» WRITTEN EXERCISE:
Please identify every line in the records below that contains the word "light" and copy each of those lines. Case counts.
**** RECORDS FOR THIS EXERCISE
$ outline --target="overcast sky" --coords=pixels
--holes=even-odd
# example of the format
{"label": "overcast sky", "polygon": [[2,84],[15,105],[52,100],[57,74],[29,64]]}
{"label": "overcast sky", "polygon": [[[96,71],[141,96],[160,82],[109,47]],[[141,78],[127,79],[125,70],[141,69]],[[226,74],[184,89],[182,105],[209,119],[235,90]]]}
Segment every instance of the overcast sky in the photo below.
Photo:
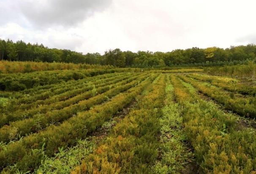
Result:
{"label": "overcast sky", "polygon": [[0,0],[0,38],[103,54],[256,44],[253,0]]}

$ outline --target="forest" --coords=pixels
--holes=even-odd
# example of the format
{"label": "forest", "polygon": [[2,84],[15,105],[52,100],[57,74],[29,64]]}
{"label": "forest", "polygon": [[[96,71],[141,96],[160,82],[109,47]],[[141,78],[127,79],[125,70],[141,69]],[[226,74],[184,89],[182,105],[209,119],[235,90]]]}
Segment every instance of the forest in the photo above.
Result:
{"label": "forest", "polygon": [[101,55],[97,52],[84,54],[68,49],[50,49],[43,44],[27,44],[22,40],[14,43],[9,39],[0,39],[0,60],[10,61],[85,63],[119,68],[161,68],[246,64],[248,60],[255,60],[256,55],[256,45],[253,44],[231,46],[225,49],[193,47],[167,52],[133,52],[117,48],[109,49]]}

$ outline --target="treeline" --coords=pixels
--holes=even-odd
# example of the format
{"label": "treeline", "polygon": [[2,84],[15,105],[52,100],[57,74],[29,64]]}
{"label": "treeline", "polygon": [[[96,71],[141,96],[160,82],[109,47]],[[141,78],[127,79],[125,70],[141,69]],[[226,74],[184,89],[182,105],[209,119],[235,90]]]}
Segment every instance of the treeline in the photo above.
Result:
{"label": "treeline", "polygon": [[161,68],[243,64],[247,60],[256,59],[256,45],[253,44],[231,46],[225,49],[216,47],[193,47],[165,53],[148,51],[134,53],[116,49],[101,55],[98,53],[83,54],[68,49],[49,49],[42,44],[26,44],[21,40],[14,43],[9,39],[0,39],[0,60],[9,61],[86,63],[121,68]]}

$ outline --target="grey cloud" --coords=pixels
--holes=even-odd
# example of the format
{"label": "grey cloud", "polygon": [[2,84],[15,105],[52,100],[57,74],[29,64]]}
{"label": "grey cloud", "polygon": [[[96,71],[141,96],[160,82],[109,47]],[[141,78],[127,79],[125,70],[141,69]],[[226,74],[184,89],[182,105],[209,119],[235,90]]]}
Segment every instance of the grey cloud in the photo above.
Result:
{"label": "grey cloud", "polygon": [[26,0],[19,3],[21,13],[33,25],[72,26],[94,12],[107,8],[112,0]]}
{"label": "grey cloud", "polygon": [[238,42],[246,42],[248,43],[256,44],[256,34],[251,34],[238,38],[236,41]]}

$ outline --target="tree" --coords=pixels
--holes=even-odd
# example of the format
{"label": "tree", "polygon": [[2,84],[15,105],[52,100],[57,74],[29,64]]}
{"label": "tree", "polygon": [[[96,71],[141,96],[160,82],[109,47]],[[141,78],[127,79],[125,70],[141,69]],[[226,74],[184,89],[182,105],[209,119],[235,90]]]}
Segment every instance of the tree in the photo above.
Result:
{"label": "tree", "polygon": [[120,49],[116,49],[114,50],[109,49],[105,52],[106,63],[107,65],[112,65],[120,68],[125,65],[125,55]]}
{"label": "tree", "polygon": [[9,39],[6,43],[6,49],[7,51],[7,54],[8,58],[10,61],[14,60],[18,55],[15,46],[12,40],[10,41]]}

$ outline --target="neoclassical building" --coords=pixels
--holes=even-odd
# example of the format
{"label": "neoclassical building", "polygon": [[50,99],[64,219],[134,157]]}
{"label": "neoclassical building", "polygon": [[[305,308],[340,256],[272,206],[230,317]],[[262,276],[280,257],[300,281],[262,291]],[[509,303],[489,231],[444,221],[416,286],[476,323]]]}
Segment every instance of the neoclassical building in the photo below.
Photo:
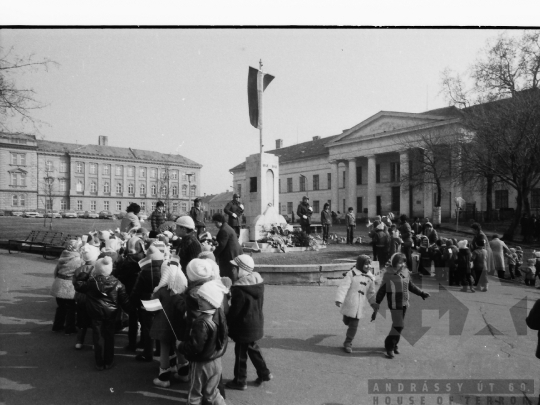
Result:
{"label": "neoclassical building", "polygon": [[[432,217],[436,192],[431,184],[411,187],[404,180],[411,160],[411,149],[404,139],[418,139],[423,134],[446,136],[461,130],[461,115],[457,108],[447,107],[422,113],[381,111],[341,134],[313,137],[288,147],[276,141],[276,149],[268,151],[279,156],[279,211],[296,214],[302,196],[310,198],[313,218],[320,219],[326,202],[340,213],[353,207],[358,217],[378,214],[407,214],[414,217]],[[451,147],[451,145],[449,145]],[[245,163],[230,171],[236,192],[249,200],[249,179]],[[540,190],[533,193],[540,196]],[[485,210],[485,195],[481,190],[443,184],[441,215],[455,216],[454,198],[463,197],[475,204],[476,210]],[[540,198],[537,204],[540,206]],[[497,186],[494,208],[515,205],[512,191]]]}
{"label": "neoclassical building", "polygon": [[200,192],[201,168],[181,155],[109,146],[106,136],[80,145],[0,133],[0,209],[117,213],[168,200],[182,213]]}

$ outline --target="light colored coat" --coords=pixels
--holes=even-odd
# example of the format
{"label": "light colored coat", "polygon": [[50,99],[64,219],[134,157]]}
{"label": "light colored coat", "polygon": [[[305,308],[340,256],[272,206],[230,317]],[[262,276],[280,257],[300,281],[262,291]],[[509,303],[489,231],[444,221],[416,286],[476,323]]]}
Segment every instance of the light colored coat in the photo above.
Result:
{"label": "light colored coat", "polygon": [[375,303],[375,277],[371,272],[348,271],[338,287],[335,301],[343,303],[341,314],[360,319],[366,307]]}

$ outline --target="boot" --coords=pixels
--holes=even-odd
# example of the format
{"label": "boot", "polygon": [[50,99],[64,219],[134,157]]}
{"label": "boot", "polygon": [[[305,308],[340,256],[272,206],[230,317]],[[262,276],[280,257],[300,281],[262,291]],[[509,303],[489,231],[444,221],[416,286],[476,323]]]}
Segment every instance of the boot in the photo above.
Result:
{"label": "boot", "polygon": [[154,385],[157,385],[158,387],[167,388],[171,386],[171,369],[163,369],[159,368],[159,376],[158,378],[154,378]]}

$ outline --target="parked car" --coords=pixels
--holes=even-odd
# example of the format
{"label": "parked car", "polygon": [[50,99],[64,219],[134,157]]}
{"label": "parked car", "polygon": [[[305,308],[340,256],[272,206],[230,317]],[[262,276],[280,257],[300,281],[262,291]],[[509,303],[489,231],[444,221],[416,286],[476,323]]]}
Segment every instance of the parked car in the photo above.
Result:
{"label": "parked car", "polygon": [[39,215],[39,213],[36,212],[36,211],[26,211],[24,213],[23,217],[25,217],[25,218],[35,218],[38,215]]}
{"label": "parked car", "polygon": [[58,211],[50,211],[45,214],[47,218],[62,218],[62,215]]}
{"label": "parked car", "polygon": [[99,217],[101,219],[116,219],[116,215],[114,215],[111,211],[101,211],[99,213]]}

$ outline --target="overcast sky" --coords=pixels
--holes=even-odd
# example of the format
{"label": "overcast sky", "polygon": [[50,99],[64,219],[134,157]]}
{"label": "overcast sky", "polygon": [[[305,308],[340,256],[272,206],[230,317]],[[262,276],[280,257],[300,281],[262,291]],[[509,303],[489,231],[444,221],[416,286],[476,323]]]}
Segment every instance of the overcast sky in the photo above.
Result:
{"label": "overcast sky", "polygon": [[[48,104],[45,139],[179,153],[203,165],[202,192],[259,152],[248,67],[264,93],[265,150],[341,133],[381,110],[444,107],[440,75],[465,71],[501,30],[2,29],[0,45],[59,63],[17,78]],[[516,32],[518,34],[518,32]],[[19,128],[15,128],[19,129]]]}

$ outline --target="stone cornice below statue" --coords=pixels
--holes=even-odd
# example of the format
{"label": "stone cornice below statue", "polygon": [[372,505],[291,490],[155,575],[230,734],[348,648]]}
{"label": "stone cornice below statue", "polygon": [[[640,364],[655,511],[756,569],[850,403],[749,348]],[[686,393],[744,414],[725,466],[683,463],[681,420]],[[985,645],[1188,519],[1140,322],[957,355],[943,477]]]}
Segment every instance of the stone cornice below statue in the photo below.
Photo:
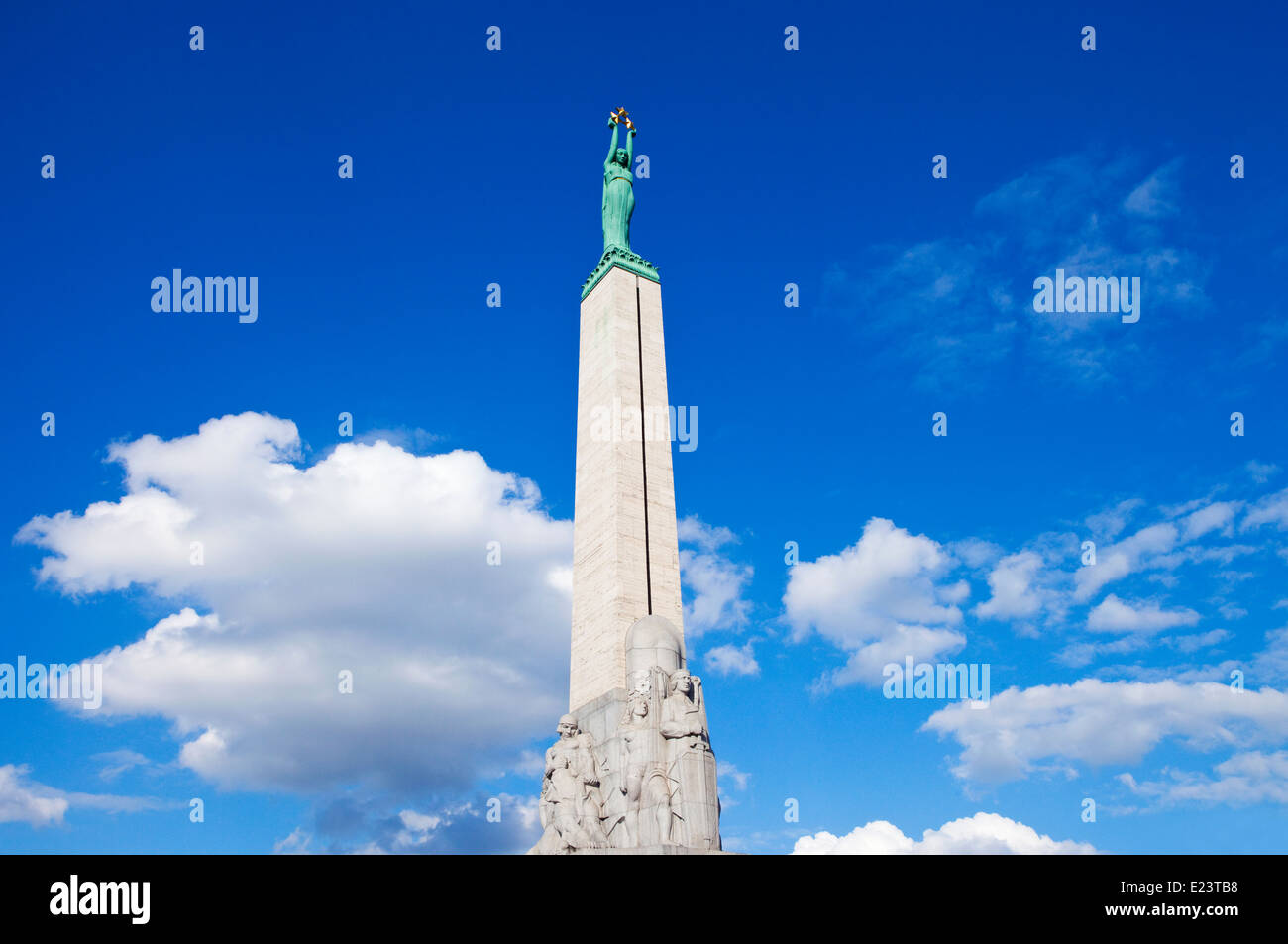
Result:
{"label": "stone cornice below statue", "polygon": [[636,276],[643,276],[650,282],[662,283],[662,277],[657,272],[657,267],[653,265],[648,259],[629,249],[622,249],[621,246],[609,246],[604,250],[604,255],[599,260],[599,265],[595,270],[590,273],[590,278],[581,283],[581,297],[582,300],[590,295],[591,290],[599,285],[599,279],[608,274],[608,270],[613,267],[626,269],[627,272],[634,272]]}

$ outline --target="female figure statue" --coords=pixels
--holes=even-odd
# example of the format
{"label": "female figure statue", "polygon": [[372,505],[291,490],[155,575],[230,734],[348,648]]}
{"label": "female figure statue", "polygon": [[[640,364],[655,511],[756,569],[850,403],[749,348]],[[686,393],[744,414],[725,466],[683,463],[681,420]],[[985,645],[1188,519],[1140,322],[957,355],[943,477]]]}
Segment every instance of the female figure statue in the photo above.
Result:
{"label": "female figure statue", "polygon": [[649,715],[649,699],[632,692],[618,734],[626,748],[626,845],[671,844],[671,784],[666,775],[662,737]]}
{"label": "female figure statue", "polygon": [[[625,121],[626,147],[617,147],[620,122]],[[609,246],[631,247],[631,214],[635,212],[635,187],[631,161],[635,157],[635,124],[626,117],[626,109],[613,112],[608,120],[613,140],[604,160],[604,250]]]}

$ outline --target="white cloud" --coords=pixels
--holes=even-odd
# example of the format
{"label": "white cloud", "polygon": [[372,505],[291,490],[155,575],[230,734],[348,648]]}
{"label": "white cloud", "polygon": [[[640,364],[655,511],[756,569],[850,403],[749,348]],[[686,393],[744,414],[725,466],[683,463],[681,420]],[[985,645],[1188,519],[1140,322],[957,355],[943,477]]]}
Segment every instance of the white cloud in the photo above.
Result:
********
» COMPLETE RESPONSE:
$ outline --target="light colored coat" --coords=pixels
{"label": "light colored coat", "polygon": [[50,99],[64,219],[134,157]]}
{"label": "light colored coat", "polygon": [[[305,308],[340,256],[272,206],[230,317]],[[262,276],[280,257],[300,281],[262,291]],[[509,303],[489,231],[444,221],[416,286],[476,323]]]}
Segment every instance of the light colored coat in the photo above.
{"label": "light colored coat", "polygon": [[375,303],[375,277],[371,272],[348,271],[338,287],[335,301],[343,303],[341,314],[360,319],[366,307]]}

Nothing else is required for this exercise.